Posted on Thu, Apr. 04, 2002 story:PUB_DESC
El canciller incómodo

 
Haber despertado de los mitos de la revolución, del guevarismo, del maoísmo y de toda la amplia gama de estalinismos embrutecedores y genocidas no equivale a la resignación, sino a la maduración y sensatez. Ese es el despertar que parece haber experimentado el actual canciller de México, Jorge Castañeda, como atestiguan sus libros La utopía desarmada y La vida en rojo, la mejor biografía que se ha escrito de Ernesto Guevara, la Evita de los cubanos. Pero en América Latina aún abundan los que no despiertan de esos viejos mitos y, sobre todo, los que viven a costa de ellos. Entre estos últimos se hallan Fidel Castro y sus secuaces. Que nadie se asombre, entonces, de la brutal campaña de descrédito que han emprendido contra Castañeda desde la impunidad de su feudo caribeño.

Los antecedentes históricos de la vendetta castrista contra Castañeda hay que rastrearlos en esas dos obras y, en particular, en la biografía de Guevara, en la que la minuciosa constatación de sus fracasos como guerrillero, economista, padre de familia y líder de masas opaca los tibios elogios del personaje. Pero nada de esto habría provocado la enconada ira de Castro, que conoció bien a Guevara y probablemente comparte el juicio crítico de Castañeda. Lo que con seguridad desató su ira fue la conclusión del libro de que ``es probable que Fidel Castro hubiera resuelto que un Che mártir en Bolivia servía más a la revolución que un Che vivo, abatido y melancólico en La Habana. Uno permitía crear un mito, avalar decisiones cada día más engorrosas, construir el martirio emblemático que la revolución requería para colocarlo en el panteón de sus héroes''.

◆ ◆ ◆

=== Ejercicio ===
Resuma en dos oraciones el artículo sobre el canciller Jorge Castañeda.

[Registros contenidos en un conjunto de datos]
◆ ◆ ◆

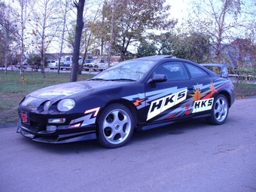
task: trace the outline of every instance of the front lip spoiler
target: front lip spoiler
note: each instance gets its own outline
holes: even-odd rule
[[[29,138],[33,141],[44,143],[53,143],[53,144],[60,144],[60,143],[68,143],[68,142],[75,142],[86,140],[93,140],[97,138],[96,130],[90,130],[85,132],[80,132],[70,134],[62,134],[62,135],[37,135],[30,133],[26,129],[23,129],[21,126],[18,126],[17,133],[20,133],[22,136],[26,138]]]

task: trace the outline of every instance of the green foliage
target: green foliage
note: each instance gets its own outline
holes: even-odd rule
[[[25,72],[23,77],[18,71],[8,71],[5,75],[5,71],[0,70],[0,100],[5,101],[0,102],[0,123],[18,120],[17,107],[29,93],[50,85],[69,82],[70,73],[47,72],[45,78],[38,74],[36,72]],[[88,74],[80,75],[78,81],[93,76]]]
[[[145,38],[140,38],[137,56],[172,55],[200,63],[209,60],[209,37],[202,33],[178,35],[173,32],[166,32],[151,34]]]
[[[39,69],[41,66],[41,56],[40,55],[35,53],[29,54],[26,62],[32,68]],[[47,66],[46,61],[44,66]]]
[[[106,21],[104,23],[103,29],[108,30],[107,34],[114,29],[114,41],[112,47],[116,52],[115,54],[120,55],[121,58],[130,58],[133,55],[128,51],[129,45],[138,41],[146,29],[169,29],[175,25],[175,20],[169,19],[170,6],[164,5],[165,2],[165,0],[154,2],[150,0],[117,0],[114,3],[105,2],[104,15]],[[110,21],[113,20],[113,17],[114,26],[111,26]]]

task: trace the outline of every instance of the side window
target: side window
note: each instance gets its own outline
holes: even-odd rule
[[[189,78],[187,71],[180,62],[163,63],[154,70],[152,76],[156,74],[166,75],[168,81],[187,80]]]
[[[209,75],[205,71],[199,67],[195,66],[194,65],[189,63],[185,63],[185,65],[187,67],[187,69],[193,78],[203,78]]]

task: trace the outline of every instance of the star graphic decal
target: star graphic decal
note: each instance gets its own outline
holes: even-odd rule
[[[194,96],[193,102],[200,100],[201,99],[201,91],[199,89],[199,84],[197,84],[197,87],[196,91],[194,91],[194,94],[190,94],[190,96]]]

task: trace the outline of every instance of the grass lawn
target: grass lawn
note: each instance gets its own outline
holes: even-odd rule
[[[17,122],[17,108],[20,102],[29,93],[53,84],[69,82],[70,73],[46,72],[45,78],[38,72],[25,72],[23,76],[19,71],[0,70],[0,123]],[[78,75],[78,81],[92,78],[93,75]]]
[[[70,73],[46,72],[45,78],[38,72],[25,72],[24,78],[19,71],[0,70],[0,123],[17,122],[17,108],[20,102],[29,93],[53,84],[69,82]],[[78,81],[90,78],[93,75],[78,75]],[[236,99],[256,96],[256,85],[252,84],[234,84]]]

◆ ◆ ◆

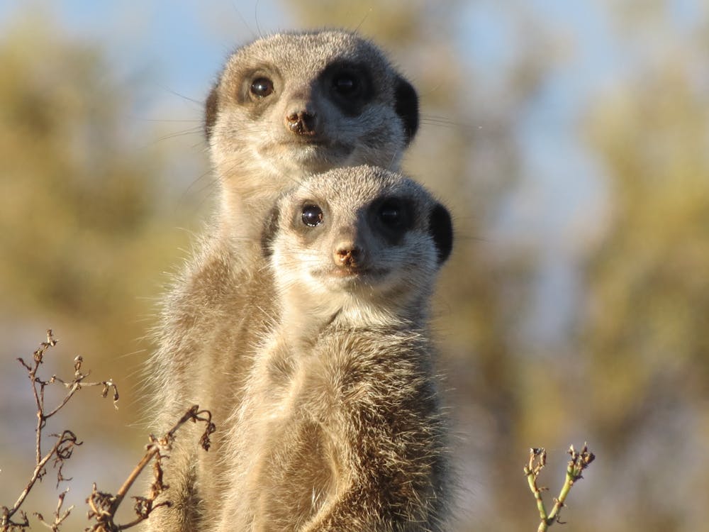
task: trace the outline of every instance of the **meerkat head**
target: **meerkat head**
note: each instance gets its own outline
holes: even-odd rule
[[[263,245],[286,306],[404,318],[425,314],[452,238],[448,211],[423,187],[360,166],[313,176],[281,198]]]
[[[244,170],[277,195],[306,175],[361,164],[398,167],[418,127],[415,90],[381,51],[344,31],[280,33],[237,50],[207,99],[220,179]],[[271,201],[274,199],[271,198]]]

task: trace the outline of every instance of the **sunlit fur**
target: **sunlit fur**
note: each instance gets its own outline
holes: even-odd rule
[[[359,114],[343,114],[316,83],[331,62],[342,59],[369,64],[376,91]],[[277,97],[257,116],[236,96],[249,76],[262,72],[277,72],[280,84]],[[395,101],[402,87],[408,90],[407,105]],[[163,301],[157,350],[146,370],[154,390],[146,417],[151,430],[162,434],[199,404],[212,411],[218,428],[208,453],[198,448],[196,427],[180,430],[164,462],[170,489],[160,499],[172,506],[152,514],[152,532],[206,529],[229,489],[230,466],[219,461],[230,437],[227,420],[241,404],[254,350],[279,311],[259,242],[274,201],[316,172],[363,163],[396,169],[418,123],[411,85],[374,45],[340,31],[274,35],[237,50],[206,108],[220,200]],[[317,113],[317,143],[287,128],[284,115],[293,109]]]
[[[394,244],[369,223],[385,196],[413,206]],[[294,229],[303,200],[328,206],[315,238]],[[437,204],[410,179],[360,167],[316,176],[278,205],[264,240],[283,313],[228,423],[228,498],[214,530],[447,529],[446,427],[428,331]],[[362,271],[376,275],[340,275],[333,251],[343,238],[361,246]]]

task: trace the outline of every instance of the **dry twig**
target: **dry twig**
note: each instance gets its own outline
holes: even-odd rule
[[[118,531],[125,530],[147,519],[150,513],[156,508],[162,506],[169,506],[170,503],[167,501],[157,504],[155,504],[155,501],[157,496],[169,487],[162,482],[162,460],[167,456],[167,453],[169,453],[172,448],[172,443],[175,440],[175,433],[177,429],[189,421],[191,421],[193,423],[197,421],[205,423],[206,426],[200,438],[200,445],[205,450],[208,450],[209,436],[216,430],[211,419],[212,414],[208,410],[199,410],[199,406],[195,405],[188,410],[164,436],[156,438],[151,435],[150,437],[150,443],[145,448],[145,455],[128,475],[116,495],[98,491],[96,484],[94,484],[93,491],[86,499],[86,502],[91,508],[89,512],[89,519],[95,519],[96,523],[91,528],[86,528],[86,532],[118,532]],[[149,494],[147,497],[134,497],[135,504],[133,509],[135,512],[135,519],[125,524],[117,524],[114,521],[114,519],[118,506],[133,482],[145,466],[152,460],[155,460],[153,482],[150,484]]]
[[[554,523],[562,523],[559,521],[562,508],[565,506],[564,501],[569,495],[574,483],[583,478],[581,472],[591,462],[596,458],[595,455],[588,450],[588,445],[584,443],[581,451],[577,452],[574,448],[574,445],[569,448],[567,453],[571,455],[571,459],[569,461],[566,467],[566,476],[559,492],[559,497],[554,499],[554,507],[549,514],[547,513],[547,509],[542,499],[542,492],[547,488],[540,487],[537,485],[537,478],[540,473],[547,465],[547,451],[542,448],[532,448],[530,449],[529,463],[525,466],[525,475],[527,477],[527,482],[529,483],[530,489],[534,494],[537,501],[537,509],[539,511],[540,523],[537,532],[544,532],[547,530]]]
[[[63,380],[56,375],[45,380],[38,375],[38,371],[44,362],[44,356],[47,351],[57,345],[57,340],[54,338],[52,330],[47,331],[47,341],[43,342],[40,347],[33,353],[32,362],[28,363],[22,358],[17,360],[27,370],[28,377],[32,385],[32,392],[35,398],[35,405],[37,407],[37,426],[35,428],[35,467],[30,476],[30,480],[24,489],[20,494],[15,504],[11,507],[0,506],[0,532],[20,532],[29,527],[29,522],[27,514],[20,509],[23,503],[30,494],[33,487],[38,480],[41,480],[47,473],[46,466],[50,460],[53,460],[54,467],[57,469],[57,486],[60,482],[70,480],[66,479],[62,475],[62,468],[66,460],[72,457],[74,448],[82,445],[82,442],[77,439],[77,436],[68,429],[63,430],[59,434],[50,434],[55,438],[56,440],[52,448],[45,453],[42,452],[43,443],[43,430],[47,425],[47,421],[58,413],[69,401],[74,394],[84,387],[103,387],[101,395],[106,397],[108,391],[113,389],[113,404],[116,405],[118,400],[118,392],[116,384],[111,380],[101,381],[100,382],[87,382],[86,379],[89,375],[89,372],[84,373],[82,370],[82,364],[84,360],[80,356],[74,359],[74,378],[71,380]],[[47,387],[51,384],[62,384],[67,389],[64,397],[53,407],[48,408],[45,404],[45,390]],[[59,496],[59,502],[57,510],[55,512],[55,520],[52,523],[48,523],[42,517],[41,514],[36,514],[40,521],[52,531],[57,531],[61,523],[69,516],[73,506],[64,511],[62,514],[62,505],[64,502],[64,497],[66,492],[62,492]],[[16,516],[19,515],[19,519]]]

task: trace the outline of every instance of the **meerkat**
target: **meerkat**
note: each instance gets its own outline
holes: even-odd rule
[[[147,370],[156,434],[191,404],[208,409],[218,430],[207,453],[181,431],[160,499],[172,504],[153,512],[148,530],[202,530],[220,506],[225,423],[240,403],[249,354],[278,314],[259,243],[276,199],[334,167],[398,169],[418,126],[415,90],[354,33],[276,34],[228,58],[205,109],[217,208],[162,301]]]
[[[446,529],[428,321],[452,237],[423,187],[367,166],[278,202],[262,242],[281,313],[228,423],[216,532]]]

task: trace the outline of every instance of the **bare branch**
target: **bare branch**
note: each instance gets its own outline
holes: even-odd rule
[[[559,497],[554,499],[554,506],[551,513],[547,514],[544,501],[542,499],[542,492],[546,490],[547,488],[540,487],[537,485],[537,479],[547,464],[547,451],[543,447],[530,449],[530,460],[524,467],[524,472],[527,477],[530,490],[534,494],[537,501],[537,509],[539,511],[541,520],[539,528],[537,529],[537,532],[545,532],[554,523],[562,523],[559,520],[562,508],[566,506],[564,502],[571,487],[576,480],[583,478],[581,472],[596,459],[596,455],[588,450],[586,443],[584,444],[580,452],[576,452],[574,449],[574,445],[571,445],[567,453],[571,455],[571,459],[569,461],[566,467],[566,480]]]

◆ ◆ ◆

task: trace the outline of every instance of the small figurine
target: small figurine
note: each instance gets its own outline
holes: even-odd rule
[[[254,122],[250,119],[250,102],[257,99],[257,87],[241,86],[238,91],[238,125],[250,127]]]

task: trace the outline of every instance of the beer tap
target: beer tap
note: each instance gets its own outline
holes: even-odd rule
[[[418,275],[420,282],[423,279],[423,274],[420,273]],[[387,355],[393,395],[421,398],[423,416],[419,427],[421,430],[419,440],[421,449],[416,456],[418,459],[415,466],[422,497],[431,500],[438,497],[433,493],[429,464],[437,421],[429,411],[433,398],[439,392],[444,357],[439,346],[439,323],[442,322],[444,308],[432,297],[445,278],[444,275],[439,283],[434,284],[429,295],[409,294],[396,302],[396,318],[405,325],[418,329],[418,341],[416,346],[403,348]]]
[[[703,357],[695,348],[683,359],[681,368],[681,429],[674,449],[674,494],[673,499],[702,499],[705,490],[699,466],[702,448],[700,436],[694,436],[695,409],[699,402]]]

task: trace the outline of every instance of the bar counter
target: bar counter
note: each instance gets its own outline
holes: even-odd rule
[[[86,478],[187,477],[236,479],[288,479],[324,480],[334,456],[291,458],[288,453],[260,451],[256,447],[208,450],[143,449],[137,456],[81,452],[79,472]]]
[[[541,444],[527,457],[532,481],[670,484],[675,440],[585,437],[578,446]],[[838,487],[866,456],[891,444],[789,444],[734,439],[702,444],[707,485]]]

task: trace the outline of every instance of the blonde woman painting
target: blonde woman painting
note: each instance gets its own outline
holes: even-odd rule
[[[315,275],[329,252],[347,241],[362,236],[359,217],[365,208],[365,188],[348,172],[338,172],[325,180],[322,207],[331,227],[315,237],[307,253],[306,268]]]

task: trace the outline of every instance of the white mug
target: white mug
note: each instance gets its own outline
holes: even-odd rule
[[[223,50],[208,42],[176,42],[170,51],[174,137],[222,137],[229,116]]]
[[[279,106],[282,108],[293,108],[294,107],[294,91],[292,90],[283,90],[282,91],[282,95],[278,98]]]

◆ ◆ ◆

=== Respuesta escrita ===
El artículo sostiene que el canciller de México, Jorge Castañeda, despertó de los viejos mitos revolucionarios, como atestiguan sus libros La utopía desarmada y La vida en rojo, mientras que Fidel Castro y sus secuaces, que viven a costa de esos mitos, han emprendido contra él una brutal campaña de descrédito. Lo que con seguridad desató la ira de Castro fue la conclusión de la biografía de Guevara: que probablemente Castro resolvió que un Che mártir en Bolivia servía más a la revolución que un Che vivo, abatido y melancólico en La Habana.